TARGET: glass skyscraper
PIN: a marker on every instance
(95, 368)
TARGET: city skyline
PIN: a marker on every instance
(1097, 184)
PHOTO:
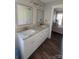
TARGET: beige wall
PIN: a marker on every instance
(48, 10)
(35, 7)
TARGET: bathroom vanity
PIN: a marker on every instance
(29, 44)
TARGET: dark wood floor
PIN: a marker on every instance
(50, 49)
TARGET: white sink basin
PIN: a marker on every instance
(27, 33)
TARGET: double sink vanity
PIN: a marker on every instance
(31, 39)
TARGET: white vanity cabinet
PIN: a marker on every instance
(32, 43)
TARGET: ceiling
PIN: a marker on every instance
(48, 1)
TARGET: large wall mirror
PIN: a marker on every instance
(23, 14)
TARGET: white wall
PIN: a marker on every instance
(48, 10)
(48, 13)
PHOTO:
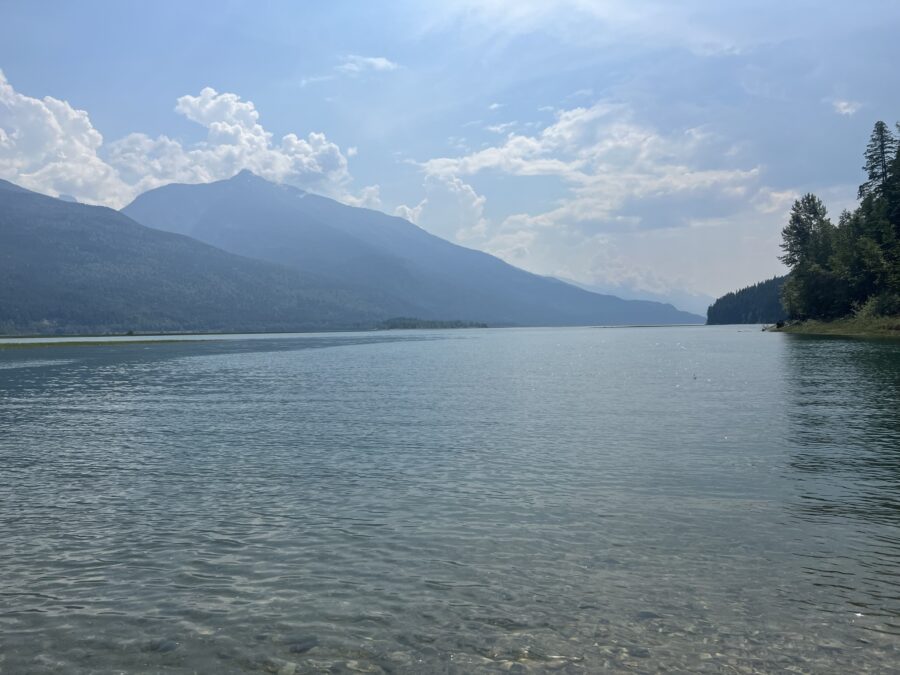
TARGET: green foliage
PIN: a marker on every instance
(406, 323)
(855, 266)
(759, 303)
* * *
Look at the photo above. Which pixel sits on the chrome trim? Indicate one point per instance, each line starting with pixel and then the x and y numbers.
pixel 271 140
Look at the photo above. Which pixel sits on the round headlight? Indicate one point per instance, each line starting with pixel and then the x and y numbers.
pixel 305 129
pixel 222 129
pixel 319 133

Assignment:
Copy every line of the data that carries the word "TARGET".

Output of the task:
TARGET: glass skyscraper
TARGET: city skyline
TARGET: beige wall
TARGET: bathroom vanity
TARGET: dark wood floor
TARGET: white sink basin
TARGET: double sink vanity
TARGET: white vanity cabinet
TARGET: ceiling
TARGET: large wall mirror
TARGET: white wall
TARGET: green foliage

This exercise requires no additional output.